# REQUIRED WORK:
Find each line in the listing below that contains the word "hillside" and copy those lines out in full.
## BEGIN MATERIAL FOR THIS TASK
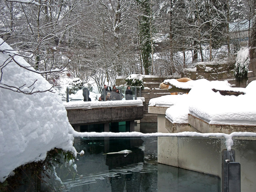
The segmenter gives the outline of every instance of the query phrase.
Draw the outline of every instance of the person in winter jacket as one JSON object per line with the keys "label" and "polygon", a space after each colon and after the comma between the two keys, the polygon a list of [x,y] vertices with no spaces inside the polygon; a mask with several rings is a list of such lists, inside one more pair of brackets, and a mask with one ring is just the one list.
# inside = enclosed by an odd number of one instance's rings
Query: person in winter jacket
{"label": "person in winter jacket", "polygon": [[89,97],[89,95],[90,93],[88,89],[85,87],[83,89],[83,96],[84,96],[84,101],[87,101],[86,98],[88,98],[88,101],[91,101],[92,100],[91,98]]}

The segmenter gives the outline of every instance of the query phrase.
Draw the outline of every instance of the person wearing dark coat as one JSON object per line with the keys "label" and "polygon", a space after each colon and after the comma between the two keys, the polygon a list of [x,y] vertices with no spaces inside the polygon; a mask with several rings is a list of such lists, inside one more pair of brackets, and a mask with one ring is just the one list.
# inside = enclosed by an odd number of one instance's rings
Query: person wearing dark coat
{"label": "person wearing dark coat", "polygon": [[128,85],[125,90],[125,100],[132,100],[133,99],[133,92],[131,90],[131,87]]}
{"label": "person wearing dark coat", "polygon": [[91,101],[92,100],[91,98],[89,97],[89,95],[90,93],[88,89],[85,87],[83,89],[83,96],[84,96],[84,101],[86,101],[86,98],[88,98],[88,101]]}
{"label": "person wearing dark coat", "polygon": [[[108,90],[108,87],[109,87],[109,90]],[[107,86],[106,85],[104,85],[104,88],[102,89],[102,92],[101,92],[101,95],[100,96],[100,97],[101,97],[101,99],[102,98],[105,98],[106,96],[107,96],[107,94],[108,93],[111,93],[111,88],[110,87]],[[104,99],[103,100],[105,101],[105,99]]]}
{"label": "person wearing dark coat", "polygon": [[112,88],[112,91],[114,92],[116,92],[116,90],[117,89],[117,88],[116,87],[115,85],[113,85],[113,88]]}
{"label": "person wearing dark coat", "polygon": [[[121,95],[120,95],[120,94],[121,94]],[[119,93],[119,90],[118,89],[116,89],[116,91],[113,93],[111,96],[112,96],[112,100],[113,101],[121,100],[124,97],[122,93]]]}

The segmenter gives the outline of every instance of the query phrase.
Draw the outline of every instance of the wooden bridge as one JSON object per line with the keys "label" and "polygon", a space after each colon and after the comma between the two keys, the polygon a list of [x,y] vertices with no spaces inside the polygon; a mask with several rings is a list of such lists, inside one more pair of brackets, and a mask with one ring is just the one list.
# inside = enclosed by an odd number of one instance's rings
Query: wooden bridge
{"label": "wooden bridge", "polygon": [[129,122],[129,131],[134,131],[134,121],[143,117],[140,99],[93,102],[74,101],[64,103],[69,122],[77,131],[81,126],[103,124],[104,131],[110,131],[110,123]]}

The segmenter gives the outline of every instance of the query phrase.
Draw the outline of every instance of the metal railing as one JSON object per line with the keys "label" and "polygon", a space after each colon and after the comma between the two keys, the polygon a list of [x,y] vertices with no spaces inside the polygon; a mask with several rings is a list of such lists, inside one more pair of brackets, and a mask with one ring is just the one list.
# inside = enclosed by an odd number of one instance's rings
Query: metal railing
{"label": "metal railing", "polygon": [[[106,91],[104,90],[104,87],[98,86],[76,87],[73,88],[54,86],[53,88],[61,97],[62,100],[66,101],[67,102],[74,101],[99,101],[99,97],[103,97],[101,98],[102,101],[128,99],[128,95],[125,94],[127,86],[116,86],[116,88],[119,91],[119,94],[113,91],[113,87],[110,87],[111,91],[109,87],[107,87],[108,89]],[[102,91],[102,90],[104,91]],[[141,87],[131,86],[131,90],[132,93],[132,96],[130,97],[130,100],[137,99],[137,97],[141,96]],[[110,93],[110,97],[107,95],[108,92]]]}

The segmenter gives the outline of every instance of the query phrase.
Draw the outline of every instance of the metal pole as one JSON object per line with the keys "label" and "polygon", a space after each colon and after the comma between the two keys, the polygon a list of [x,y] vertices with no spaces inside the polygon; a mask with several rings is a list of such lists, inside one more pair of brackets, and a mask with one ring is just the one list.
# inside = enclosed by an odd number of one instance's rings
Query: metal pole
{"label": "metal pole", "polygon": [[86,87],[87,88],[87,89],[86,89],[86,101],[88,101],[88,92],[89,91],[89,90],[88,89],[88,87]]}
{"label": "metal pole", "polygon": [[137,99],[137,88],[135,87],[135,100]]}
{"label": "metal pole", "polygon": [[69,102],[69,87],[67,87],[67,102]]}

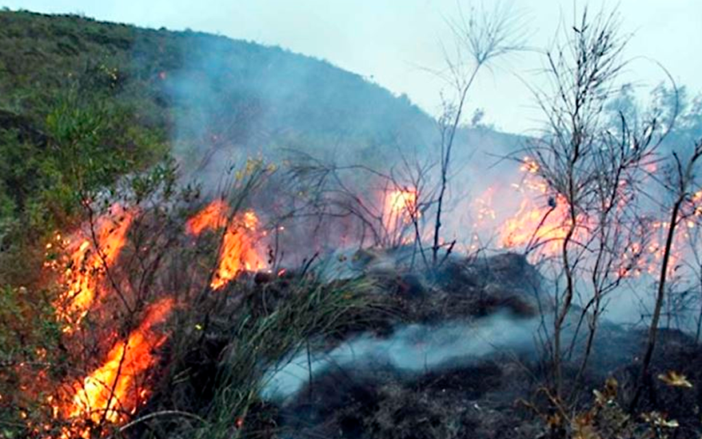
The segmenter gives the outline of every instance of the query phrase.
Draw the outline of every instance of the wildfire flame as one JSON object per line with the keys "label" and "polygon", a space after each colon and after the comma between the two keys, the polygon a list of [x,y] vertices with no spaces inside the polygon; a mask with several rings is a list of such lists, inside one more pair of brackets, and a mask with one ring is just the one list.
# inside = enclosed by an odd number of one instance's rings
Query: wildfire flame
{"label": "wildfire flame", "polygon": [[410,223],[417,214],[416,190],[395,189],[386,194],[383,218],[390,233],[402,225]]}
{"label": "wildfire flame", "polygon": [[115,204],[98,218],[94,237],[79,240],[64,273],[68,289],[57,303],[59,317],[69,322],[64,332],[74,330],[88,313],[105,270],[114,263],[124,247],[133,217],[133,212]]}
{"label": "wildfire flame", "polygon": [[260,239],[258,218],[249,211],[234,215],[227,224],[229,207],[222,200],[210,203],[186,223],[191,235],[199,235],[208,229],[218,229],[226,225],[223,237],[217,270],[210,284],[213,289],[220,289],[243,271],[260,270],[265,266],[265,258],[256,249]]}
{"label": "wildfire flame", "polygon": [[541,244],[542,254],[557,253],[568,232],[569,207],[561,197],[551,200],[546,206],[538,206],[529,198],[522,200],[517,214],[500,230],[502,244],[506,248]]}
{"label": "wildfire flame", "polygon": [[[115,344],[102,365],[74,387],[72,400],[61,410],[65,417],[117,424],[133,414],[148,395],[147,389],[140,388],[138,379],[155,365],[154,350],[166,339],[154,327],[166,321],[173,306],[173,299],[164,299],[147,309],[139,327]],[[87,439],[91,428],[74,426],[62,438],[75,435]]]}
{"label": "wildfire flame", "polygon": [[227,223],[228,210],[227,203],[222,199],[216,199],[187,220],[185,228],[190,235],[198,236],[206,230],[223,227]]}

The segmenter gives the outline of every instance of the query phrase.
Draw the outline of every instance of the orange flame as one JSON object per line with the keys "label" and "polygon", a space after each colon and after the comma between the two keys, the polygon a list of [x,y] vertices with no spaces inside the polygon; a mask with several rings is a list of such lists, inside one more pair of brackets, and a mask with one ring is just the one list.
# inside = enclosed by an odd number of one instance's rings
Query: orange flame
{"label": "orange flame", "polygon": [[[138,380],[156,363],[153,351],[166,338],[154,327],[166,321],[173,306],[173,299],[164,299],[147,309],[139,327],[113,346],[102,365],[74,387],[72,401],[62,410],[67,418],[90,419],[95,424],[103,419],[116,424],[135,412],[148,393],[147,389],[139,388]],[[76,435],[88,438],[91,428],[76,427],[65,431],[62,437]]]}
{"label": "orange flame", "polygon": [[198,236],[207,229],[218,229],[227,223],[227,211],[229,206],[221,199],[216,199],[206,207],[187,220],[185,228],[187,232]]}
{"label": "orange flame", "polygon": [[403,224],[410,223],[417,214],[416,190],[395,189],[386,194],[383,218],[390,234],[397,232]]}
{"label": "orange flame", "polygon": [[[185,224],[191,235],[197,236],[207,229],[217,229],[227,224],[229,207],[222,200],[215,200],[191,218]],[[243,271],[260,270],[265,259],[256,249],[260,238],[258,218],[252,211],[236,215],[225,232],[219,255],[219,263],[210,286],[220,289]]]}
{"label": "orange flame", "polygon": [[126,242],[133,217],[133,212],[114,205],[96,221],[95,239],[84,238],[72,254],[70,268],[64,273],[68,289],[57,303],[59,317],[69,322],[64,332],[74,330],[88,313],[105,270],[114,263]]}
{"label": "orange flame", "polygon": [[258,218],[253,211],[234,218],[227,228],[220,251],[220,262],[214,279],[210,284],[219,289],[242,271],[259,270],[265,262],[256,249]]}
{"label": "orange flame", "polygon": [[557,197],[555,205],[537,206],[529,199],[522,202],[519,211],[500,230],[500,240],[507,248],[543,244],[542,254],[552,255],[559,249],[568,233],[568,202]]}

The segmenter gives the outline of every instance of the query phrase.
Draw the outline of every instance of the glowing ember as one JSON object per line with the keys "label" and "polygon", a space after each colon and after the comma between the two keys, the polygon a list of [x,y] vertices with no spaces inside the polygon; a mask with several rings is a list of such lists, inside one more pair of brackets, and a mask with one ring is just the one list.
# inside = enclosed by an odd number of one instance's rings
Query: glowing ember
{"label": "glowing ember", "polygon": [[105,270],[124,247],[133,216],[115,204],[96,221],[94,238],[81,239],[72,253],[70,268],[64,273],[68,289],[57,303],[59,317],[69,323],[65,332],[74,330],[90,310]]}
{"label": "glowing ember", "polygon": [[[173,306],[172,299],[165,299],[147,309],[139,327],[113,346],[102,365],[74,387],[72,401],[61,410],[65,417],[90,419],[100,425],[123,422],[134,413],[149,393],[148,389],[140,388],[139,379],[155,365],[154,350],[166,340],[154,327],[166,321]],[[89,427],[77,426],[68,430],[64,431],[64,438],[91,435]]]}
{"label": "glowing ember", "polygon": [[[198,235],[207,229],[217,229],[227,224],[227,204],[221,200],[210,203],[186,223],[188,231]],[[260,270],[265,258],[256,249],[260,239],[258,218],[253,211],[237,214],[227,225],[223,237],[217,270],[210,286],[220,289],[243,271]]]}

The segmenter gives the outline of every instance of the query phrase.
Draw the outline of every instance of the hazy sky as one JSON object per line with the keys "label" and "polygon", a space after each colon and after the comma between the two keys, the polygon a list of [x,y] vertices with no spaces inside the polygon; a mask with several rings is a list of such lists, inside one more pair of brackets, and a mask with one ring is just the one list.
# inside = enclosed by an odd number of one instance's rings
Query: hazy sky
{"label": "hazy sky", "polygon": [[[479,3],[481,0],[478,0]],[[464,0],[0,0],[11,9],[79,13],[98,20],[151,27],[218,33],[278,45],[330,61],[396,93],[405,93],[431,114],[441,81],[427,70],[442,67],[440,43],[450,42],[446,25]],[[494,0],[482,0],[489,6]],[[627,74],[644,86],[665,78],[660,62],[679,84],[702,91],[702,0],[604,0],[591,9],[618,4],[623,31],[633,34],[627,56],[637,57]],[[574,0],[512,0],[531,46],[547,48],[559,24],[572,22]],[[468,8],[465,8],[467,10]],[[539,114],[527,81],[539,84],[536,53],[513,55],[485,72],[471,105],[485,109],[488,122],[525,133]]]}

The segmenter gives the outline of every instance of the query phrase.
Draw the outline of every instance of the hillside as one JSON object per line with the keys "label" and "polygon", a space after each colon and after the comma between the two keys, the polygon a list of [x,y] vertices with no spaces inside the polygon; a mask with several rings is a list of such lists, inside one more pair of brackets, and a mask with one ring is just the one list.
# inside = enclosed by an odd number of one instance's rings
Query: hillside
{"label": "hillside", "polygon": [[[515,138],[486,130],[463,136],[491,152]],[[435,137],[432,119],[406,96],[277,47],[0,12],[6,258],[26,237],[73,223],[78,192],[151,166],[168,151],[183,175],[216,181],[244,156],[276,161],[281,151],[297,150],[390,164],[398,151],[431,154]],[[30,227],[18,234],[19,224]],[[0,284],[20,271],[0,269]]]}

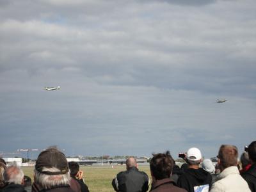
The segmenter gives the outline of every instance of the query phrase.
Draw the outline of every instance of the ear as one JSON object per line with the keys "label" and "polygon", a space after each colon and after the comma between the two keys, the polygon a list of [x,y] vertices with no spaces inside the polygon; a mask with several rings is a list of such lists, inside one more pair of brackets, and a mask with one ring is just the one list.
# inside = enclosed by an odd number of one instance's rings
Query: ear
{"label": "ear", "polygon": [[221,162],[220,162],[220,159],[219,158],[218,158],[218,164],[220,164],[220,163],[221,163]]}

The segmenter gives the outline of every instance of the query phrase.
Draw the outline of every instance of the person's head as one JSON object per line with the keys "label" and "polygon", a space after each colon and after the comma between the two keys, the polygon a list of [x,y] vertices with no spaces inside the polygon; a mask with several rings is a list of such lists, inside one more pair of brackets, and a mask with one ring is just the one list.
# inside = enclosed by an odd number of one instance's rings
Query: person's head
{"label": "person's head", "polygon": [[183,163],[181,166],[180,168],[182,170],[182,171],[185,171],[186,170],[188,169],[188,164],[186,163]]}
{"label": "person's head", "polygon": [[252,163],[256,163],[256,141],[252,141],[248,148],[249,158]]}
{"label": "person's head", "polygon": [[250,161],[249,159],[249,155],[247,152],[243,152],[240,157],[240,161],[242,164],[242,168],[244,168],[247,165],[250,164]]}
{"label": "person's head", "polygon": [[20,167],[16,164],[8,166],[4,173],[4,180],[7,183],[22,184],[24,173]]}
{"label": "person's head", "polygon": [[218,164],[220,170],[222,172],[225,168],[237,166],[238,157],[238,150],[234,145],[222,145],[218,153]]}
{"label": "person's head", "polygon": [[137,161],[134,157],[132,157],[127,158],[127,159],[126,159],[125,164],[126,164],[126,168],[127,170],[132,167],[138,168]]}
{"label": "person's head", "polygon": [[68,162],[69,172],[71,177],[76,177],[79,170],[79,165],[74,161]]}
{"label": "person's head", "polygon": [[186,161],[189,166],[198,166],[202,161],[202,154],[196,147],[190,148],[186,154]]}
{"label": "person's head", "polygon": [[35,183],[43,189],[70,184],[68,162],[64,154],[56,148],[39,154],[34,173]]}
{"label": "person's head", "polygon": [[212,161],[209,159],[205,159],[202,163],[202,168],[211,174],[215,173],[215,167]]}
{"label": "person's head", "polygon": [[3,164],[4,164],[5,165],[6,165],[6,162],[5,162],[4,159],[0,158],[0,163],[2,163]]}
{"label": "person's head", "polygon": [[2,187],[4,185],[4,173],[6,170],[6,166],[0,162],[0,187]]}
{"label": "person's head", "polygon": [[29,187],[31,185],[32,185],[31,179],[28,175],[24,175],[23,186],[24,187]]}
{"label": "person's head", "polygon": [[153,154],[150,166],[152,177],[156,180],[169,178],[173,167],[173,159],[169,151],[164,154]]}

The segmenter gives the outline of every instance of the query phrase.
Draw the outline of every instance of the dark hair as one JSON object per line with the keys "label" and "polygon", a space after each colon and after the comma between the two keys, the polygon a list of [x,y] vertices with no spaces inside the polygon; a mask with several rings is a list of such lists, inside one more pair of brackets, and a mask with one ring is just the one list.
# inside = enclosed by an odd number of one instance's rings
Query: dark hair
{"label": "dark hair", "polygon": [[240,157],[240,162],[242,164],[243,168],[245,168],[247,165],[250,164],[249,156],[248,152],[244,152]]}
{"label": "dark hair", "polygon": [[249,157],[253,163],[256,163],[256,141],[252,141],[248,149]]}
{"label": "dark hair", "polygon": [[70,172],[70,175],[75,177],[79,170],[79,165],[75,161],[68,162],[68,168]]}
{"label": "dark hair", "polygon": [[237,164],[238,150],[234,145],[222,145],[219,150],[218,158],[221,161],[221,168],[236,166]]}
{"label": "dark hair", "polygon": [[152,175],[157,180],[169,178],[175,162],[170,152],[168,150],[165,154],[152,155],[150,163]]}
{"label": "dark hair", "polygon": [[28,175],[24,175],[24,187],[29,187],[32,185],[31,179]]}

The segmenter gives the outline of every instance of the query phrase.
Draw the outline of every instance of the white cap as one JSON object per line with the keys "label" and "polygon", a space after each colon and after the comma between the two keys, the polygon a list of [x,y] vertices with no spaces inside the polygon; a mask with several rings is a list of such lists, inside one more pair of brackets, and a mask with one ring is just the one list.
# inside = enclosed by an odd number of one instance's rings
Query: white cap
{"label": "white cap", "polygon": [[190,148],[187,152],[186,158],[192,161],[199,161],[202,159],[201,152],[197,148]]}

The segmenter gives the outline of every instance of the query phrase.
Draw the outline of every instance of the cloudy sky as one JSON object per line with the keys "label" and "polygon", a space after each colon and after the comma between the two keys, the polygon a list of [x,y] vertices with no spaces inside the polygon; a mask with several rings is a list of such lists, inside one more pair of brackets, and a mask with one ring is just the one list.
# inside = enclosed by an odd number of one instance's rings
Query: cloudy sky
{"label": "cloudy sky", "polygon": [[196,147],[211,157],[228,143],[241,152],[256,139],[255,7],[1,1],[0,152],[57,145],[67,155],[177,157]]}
## END MATERIAL FOR THIS TASK
# RESULT OF THIS EXERCISE:
Draw the outline of every instance of the hillside as one JSON object per line with the keys "label" and "polygon", a space after each colon and after the comma between the two keys, the polygon a list of [x,y] vertices with no spaces inside the polygon; a mask with several rings is a list of such lists, inside one more pair of brackets, and a mask with one ring is just the one list.
Query: hillside
{"label": "hillside", "polygon": [[[515,138],[486,130],[463,136],[491,152]],[[435,137],[432,119],[406,96],[277,47],[0,12],[6,258],[26,237],[73,223],[78,192],[151,166],[168,151],[183,175],[216,181],[244,156],[276,161],[281,151],[297,150],[390,164],[398,151],[431,154]],[[30,227],[18,234],[19,224]],[[0,284],[20,271],[0,269]]]}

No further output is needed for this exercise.